• [WHAT IS EXPECTED]
Every line of the data is to be retyped exactly.

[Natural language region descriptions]

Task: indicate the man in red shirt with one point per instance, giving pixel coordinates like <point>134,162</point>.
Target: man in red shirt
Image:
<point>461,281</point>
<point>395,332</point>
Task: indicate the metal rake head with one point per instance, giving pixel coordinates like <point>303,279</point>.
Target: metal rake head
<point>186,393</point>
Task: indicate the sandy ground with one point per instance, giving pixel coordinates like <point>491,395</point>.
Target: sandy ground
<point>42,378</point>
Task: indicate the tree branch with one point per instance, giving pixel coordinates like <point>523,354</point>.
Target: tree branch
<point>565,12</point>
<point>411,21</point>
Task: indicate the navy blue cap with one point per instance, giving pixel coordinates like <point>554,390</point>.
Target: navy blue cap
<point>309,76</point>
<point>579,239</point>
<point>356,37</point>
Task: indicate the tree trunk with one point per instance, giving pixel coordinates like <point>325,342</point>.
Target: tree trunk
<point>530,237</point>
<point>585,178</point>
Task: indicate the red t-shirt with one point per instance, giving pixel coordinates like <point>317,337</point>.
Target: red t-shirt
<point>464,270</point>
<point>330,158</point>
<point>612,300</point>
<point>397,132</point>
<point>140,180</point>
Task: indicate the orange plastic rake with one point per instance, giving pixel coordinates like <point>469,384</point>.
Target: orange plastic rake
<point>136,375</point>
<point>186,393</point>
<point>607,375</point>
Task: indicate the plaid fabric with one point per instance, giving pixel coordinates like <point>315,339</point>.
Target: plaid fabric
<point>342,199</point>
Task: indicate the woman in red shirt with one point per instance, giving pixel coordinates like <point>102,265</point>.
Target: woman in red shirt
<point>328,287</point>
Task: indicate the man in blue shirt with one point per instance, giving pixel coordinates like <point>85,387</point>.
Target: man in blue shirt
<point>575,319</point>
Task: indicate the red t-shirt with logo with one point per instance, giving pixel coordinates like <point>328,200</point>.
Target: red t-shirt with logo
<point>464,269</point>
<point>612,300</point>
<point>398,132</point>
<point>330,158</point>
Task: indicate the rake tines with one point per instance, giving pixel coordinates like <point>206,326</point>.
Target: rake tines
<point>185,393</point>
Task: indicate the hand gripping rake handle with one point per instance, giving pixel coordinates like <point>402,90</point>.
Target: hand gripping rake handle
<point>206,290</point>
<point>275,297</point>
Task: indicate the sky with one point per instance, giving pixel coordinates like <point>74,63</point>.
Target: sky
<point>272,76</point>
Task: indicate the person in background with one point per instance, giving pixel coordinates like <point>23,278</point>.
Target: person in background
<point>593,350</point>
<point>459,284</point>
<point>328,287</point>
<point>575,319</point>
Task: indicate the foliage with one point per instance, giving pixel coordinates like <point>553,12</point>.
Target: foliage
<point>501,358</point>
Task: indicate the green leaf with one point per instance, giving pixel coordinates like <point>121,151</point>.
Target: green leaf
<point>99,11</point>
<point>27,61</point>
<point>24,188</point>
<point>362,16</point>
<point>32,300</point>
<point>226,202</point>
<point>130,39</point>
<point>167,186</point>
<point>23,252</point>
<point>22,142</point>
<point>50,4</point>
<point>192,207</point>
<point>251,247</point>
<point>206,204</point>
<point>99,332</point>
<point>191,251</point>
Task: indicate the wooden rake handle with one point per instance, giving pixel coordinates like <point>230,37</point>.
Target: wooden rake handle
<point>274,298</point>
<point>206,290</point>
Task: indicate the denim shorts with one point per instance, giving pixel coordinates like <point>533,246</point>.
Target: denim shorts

• [WRITTEN REPLY]
Task: indicate the man in red shirt with one point per instance, giving pixel coordinates like <point>134,162</point>.
Target: man in red shirt
Image:
<point>461,281</point>
<point>395,332</point>
Task: indicate the metal rake head with one point per instance, giving pixel coordinates like <point>303,279</point>.
Target: metal rake head
<point>186,393</point>
Task: indicate the sandy ground with one point per instance, giving pixel coordinates like <point>491,395</point>.
Target: sandy ground
<point>42,378</point>
Task: indicate the tree branch with one point per instance, giving pixel coordinates like <point>523,354</point>.
Target: tree branch
<point>565,12</point>
<point>411,21</point>
Task: indicate the navy blue cap with one point per instance, giving pixel coordinates like <point>554,390</point>.
Target: navy blue cap
<point>309,76</point>
<point>579,239</point>
<point>356,37</point>
Task: indicate the tree trunk with one point per instance, giving pixel coordinates like <point>325,342</point>.
Target: tree trunk
<point>530,237</point>
<point>585,178</point>
Task: indicate the red t-shirt with one point per instance, giving pixel coordinates like <point>317,337</point>.
Target: red t-shirt
<point>464,270</point>
<point>330,158</point>
<point>612,300</point>
<point>397,132</point>
<point>140,180</point>
Task: indicate the orange plastic rake with one point per instance, giving pixel coordinates like <point>469,384</point>.
Target: orange plastic rake
<point>136,375</point>
<point>186,393</point>
<point>607,375</point>
Task: indicate the plaid fabric with one point per instance, giving pixel coordinates like <point>315,339</point>.
Target: plaid fabric
<point>342,199</point>
Task: indicate the woman in red shirt with one point per instance, giving pixel coordinates like <point>102,265</point>.
Target: woman in red shirt
<point>328,287</point>
Task: indicate the man in blue shirt with one point per instance, giving pixel coordinates like <point>85,387</point>.
Target: man in blue shirt
<point>575,319</point>
Task: indicate the red t-shirt with logo with one point per instance, giving pixel coordinates like <point>328,200</point>.
Target: red t-shirt with logo
<point>464,269</point>
<point>612,300</point>
<point>398,132</point>
<point>330,158</point>
Task: indicate the rake tines with one point per instance, giving pixel coordinates like <point>206,326</point>.
Target: rake tines
<point>185,393</point>
Task: indicate the hand gripping rake handle with one point per instance, giving pixel coordinates like <point>402,90</point>.
Target: hand gripping rake handle
<point>206,290</point>
<point>275,297</point>
Task: indicate the sky with one point per instance, giving pixel coordinates like <point>74,63</point>.
Target: sky
<point>272,76</point>
Task: indicate the person in background with one point per instance, giving pixel coordinates like <point>23,278</point>.
Target: person in background
<point>593,350</point>
<point>459,284</point>
<point>328,287</point>
<point>575,319</point>
Task: indicate the foliage with one point per instance, giving pixel coordinates like <point>553,12</point>.
Target: foliage
<point>501,358</point>
Task: indicate the green leaf with one point per instance, giving pixel coordinates like <point>121,151</point>.
Target: green leaf
<point>99,11</point>
<point>27,61</point>
<point>24,188</point>
<point>362,16</point>
<point>32,300</point>
<point>226,202</point>
<point>130,39</point>
<point>167,186</point>
<point>23,252</point>
<point>22,142</point>
<point>50,4</point>
<point>192,207</point>
<point>251,247</point>
<point>206,204</point>
<point>99,332</point>
<point>191,251</point>
Task: indicate the wooden rake handle with one point per instance, giving pixel coordinates like <point>230,37</point>.
Target: wooden rake handle
<point>274,298</point>
<point>206,290</point>
Task: indicate the denim shorts with one point per instance, giving pixel coordinates like <point>533,246</point>.
Target: denim shorts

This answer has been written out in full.